§ **Objective**: Find every line in the items below that contains the string "blue", and copy each of those lines in full. Case counts.

=======

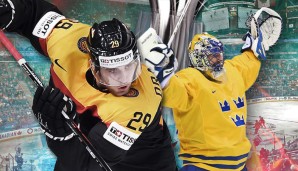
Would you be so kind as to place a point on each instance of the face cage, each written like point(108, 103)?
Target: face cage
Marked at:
point(202, 61)
point(120, 76)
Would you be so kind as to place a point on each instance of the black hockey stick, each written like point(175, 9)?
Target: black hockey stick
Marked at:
point(73, 126)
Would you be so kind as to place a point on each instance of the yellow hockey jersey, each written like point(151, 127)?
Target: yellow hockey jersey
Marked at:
point(211, 117)
point(137, 113)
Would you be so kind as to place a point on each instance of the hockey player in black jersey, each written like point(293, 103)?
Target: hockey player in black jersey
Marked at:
point(111, 95)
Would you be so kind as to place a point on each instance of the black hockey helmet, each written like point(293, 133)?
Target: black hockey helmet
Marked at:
point(110, 38)
point(114, 53)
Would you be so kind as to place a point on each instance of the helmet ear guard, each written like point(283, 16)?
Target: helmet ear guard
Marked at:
point(110, 38)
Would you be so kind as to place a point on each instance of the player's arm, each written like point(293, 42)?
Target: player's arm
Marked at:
point(48, 106)
point(248, 66)
point(28, 16)
point(248, 63)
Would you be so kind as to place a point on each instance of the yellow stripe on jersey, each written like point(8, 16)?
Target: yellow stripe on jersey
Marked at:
point(211, 117)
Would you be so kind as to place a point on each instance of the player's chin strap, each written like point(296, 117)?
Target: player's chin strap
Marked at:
point(5, 4)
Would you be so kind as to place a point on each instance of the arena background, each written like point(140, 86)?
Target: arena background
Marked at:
point(274, 96)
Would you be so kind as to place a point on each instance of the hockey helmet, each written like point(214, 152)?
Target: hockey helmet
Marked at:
point(206, 53)
point(114, 53)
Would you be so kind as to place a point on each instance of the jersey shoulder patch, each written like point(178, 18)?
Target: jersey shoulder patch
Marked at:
point(46, 24)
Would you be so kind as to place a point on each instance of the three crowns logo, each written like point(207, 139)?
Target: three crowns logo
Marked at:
point(238, 121)
point(225, 106)
point(239, 103)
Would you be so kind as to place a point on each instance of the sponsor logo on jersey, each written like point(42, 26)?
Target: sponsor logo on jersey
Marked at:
point(132, 93)
point(46, 24)
point(120, 136)
point(116, 61)
point(82, 45)
point(56, 62)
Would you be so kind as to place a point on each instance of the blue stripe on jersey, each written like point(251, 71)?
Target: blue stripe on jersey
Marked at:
point(233, 158)
point(219, 166)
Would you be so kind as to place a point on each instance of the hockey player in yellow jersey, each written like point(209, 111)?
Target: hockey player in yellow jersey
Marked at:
point(112, 97)
point(209, 103)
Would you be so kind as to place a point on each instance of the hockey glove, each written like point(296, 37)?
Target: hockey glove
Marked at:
point(6, 13)
point(162, 63)
point(48, 106)
point(256, 45)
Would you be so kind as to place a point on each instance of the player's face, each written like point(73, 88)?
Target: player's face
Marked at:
point(215, 59)
point(120, 76)
point(119, 90)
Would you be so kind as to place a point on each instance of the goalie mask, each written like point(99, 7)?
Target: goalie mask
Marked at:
point(206, 54)
point(114, 53)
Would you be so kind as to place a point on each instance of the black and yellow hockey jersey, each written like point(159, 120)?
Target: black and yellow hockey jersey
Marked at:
point(127, 131)
point(211, 117)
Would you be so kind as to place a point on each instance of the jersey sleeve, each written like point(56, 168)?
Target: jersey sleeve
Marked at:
point(28, 14)
point(248, 65)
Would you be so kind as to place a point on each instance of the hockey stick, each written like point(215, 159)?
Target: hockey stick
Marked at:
point(73, 126)
point(178, 23)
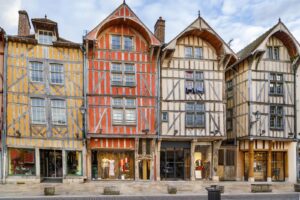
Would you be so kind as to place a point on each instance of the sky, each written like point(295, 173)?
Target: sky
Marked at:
point(240, 20)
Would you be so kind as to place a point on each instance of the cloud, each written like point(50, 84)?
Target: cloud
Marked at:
point(242, 20)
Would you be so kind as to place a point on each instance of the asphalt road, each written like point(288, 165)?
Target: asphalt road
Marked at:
point(290, 196)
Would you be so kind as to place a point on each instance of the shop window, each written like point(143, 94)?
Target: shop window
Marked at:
point(57, 74)
point(38, 111)
point(195, 115)
point(58, 110)
point(115, 165)
point(124, 111)
point(21, 162)
point(36, 72)
point(276, 84)
point(123, 74)
point(45, 37)
point(74, 163)
point(194, 82)
point(276, 117)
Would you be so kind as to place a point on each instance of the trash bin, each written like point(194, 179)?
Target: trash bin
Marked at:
point(214, 193)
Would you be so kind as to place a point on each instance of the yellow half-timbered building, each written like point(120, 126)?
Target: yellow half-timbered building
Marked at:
point(44, 123)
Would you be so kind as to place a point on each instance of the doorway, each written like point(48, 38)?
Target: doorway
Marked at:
point(51, 165)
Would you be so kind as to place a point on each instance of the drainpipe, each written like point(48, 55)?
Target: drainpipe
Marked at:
point(3, 137)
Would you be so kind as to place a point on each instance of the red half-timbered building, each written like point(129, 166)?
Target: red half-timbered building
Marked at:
point(122, 85)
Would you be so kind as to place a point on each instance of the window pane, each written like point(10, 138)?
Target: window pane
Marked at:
point(189, 119)
point(21, 162)
point(74, 163)
point(58, 109)
point(128, 44)
point(189, 106)
point(36, 72)
point(57, 73)
point(130, 116)
point(188, 52)
point(198, 52)
point(117, 116)
point(38, 111)
point(115, 42)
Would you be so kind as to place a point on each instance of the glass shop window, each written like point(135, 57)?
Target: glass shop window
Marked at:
point(74, 163)
point(21, 162)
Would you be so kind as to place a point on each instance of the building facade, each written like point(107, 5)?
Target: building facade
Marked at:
point(44, 89)
point(192, 103)
point(261, 102)
point(122, 77)
point(2, 47)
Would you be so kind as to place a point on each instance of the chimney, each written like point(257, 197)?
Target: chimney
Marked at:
point(24, 24)
point(159, 29)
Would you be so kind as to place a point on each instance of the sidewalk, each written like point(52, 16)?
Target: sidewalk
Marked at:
point(95, 188)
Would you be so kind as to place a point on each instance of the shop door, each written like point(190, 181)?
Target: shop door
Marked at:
point(51, 165)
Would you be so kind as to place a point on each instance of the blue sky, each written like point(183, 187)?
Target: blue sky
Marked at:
point(241, 20)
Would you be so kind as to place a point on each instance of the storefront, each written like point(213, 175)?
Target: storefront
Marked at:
point(202, 156)
point(175, 160)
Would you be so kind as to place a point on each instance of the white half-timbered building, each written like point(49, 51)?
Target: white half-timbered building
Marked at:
point(192, 103)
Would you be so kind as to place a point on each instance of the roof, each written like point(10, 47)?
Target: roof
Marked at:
point(201, 27)
point(123, 15)
point(45, 24)
point(280, 31)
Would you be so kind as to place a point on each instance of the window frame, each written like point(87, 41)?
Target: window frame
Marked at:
point(34, 70)
point(62, 73)
point(194, 80)
point(65, 108)
point(194, 113)
point(122, 108)
point(276, 83)
point(39, 106)
point(276, 115)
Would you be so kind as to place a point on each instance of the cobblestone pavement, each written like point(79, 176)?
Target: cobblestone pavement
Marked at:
point(135, 189)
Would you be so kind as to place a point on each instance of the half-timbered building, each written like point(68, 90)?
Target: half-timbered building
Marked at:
point(261, 102)
point(121, 57)
point(44, 93)
point(192, 103)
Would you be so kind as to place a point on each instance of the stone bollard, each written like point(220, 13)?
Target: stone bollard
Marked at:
point(111, 190)
point(49, 191)
point(172, 189)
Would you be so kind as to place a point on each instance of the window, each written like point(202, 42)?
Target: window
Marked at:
point(276, 84)
point(124, 111)
point(57, 74)
point(273, 53)
point(38, 111)
point(194, 82)
point(36, 72)
point(198, 52)
point(116, 42)
point(128, 43)
point(21, 162)
point(123, 75)
point(276, 117)
point(74, 163)
point(195, 115)
point(45, 37)
point(188, 52)
point(229, 121)
point(165, 116)
point(58, 110)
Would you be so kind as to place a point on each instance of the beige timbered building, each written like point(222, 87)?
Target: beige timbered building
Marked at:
point(261, 100)
point(192, 103)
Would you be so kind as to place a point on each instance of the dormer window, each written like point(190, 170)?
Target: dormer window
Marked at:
point(45, 37)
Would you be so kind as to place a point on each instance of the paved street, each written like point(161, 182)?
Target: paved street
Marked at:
point(288, 196)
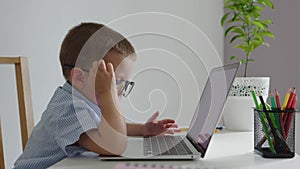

=======

§ **The output**:
Would you be so kind as to place a point on each instance of the blue stripe on jersey, each written like point(251, 71)?
Target: blue stripe on jersey
Would you be so kind as to place a point on each instance of the blue sky, each written like point(183, 187)?
Target: blue sky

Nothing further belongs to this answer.